##### Excerpt to read #####

Hightower said the second important change for inmate healthcare delivery under the two university systems (UTMB and Texas Tech) was a shift to entirely electronic medical records integration of medical records (upgrading from paper files) into a central system accessible from any unit by medical personnel.

The third big improvement, said Hightower, has been the expansion of "telemedicine," which he said has been invaluable for providing additional consultations at rural units. He and other speakers cited Fort Stockton, in particular, as a spot where the state can't find nurses and doctors, and said that facility was particularly reliant on telemedicine.

In past hearings on this topic, senators had questioned the short amount of time spent per patient in a telemedicine setting - about seven minutes per patient, on average. This time Dr. Ben Raimer came prepared with better answers to such questions. He pointed out that TDCJ and UTMB operated chronic care clinics for a variety of specialized ailments, including HIV, mental health, liver and heart disease, and diabetes.

##### Extracted material #####

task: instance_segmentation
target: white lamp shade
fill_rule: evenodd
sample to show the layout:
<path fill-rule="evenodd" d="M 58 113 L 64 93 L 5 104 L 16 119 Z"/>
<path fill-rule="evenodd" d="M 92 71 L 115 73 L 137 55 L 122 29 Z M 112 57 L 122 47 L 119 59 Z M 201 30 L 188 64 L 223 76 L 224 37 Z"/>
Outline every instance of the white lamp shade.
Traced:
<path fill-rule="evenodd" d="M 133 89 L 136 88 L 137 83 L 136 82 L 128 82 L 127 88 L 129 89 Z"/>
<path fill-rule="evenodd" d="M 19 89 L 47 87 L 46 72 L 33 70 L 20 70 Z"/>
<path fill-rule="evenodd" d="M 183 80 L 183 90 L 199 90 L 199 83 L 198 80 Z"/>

#####
##### Extracted material #####

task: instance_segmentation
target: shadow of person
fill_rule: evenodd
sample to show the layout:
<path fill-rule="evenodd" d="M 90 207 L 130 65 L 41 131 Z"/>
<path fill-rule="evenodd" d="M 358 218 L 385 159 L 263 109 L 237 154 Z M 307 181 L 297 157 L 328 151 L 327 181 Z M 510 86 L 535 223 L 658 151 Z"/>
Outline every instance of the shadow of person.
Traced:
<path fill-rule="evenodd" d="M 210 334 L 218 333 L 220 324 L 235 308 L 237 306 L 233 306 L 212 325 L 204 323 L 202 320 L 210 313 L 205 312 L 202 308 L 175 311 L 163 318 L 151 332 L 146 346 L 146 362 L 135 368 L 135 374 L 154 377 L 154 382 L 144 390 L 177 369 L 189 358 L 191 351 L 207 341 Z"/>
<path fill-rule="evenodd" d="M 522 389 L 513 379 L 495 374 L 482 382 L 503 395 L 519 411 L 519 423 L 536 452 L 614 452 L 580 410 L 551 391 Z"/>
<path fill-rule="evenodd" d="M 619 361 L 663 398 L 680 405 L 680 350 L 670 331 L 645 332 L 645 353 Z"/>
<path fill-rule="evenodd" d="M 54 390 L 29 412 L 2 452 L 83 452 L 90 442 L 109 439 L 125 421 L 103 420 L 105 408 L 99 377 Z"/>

#####

**Questions:**
1 – In the excerpt on inmate healthcare, how much time was spent per patient in a telemedicine setting on average?
2 – Repeat the inmate healthcare excerpt word for word between "In past hearings" and "disease, and diabetes.", inclusive.

**Expected results:**
1 – About seven minutes per patient.

2 –
In past hearings on this topic, senators had questioned the short amount of time spent per patient in a telemedicine setting - about seven minutes per patient, on average. This time Dr. Ben Raimer came prepared with better answers to such questions. He pointed out that TDCJ and UTMB operated chronic care clinics for a variety of specialized ailments, including HIV, mental health, liver and heart disease, and diabetes.